● **Consigne**: Poursuivez l'analyse d'enquête sur la perception de l'infirmier psychiatrique après sa dernière phrase.

● **Texte fourni**:

On remarque un net sentiment de dévalorisation vis à vis des autres professionnels, "autres" étant peut-être trop large. Le poids des représentations de l'historique de la psychiatrie et des professions infirmières DE et PSY est significatif. L'impression de ne pas être compris par les soins généraux (qui ont, de plus, des droits plus étendus) s'exprime encore beaucoup. (cf. presse professionnelle)

Par rapport à l'ancienneté de diplôme :

La perception positive augmente nettement avec l'ancienneté (9 à 20%). On retrouve une période de doute après quelques années (28,5% de sans avis), la perception négative culminant dans les premières années de vie professionnelle (78%).

Par rapport au genre :

Les femmes ont une perception plus négative que les hommes.

Par rapport au lieu d'exercice :

La différence se fait ici sur les sans avis plus importants en extra (28,5%), qui ne semble pas préoccupé par l'image donnée à l'extérieur. L'aspect négatif majoritaire en intra (64%) est sans doute associé à l'institution elle-même, dont l'image peut accentuer les complexes éventuels.

Q30: Vis à vis de la population l'infirmier psychiatrique est perçu de façon:

La perception positive, majoritaire (51%), est à lier à l'image que la population a de la profession infirmière en général.

Par rapport à l'ancienneté de diplôme :

On devient plus positif avec les années, le taux de sans avis étant assez stable (légèrement décroissant) mais élevé (environ 26%).

[Extraits des données]
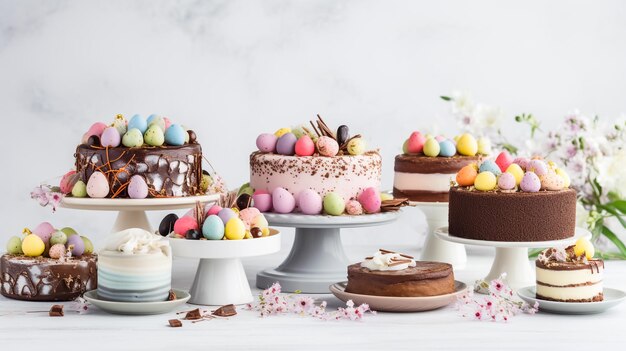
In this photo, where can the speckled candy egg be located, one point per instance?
(310, 202)
(283, 201)
(137, 187)
(97, 185)
(266, 142)
(110, 137)
(530, 183)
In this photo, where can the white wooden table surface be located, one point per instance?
(440, 329)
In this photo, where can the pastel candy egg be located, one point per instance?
(305, 146)
(490, 166)
(235, 229)
(138, 122)
(175, 135)
(286, 144)
(431, 148)
(356, 146)
(110, 137)
(370, 199)
(137, 187)
(154, 136)
(327, 146)
(506, 181)
(133, 138)
(467, 175)
(447, 148)
(485, 181)
(516, 171)
(334, 204)
(184, 224)
(310, 202)
(467, 145)
(530, 183)
(283, 201)
(416, 142)
(97, 185)
(504, 160)
(213, 228)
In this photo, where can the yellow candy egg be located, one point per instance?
(485, 181)
(584, 247)
(517, 172)
(33, 246)
(467, 145)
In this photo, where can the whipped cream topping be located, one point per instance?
(137, 241)
(388, 261)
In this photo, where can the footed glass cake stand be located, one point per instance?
(317, 258)
(132, 212)
(511, 257)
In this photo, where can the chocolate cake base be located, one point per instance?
(47, 279)
(425, 279)
(519, 216)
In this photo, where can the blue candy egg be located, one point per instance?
(213, 228)
(138, 122)
(446, 148)
(175, 135)
(490, 166)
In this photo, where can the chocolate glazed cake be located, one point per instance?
(47, 279)
(519, 216)
(423, 178)
(169, 171)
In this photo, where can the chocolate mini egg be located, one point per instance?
(305, 146)
(310, 202)
(370, 199)
(98, 185)
(133, 138)
(137, 187)
(446, 148)
(138, 122)
(530, 183)
(286, 144)
(266, 142)
(213, 228)
(327, 146)
(110, 137)
(283, 201)
(334, 204)
(175, 135)
(485, 181)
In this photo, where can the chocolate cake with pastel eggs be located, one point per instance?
(137, 159)
(48, 265)
(512, 200)
(427, 166)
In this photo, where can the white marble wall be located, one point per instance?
(231, 69)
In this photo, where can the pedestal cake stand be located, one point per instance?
(220, 278)
(317, 258)
(511, 257)
(436, 249)
(131, 212)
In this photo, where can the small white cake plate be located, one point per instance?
(511, 257)
(317, 258)
(131, 212)
(436, 249)
(220, 278)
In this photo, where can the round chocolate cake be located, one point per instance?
(512, 216)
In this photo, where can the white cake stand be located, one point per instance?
(436, 249)
(220, 278)
(131, 212)
(512, 257)
(317, 258)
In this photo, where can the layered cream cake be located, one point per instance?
(135, 266)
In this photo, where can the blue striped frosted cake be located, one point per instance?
(135, 266)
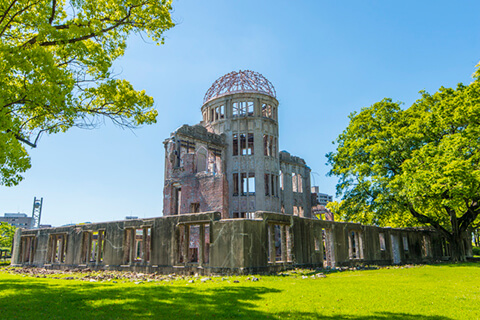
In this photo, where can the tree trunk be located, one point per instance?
(457, 247)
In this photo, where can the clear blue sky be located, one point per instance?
(325, 59)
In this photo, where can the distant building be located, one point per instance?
(19, 220)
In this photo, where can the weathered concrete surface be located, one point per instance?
(204, 243)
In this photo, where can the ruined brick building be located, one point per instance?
(231, 162)
(233, 203)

● **Résultat de l'exercice**:
Par rapport au genre :

La perception est plus négative chez les femmes qui de plus ont un avis plus marqué.

Par rapport au lieu d'exercice :

On constate une nouvelle fois que l'intra est moins réceptif à la nature de l'image donnée à l'extérieur (32% sans avis). Mais lorsque les avis sont exprimés, c'est en intra qu'ils sont le plus positif (54% pour 49%), ce qui peut paraître paradoxal.

Q31: L'obtention du diplôme d'État contribue-t-elle à modifier la perception de l'image de l'infirmier de secteur psychiatrique:

L'impact du DE sur l'image est estimé relativement faible. L'indifférence est importante (32%). Cela semble ne pas convaincre, en tous cas ne pas suffire pour une modification escomptée.

Par rapport à l'ancienneté de diplôme :

Le besoin de reconnaissance est marqué en tout début de carrière (52%), puis s'estompe, les professionnels étant à pied d'œuvre et exploitant les acquis de formation, pour enfin remonter après quelques années, des besoins supplémentaires en la matière se faisant de nouveau sentir.

Par rapport au genre :

Le besoin de reconnaissance est plus important chez les femmes (41% contre 34,5%). Cette différence peut se justifier par un souhait général de reconnaissance professionnelle des femmes, vis à vis des hommes.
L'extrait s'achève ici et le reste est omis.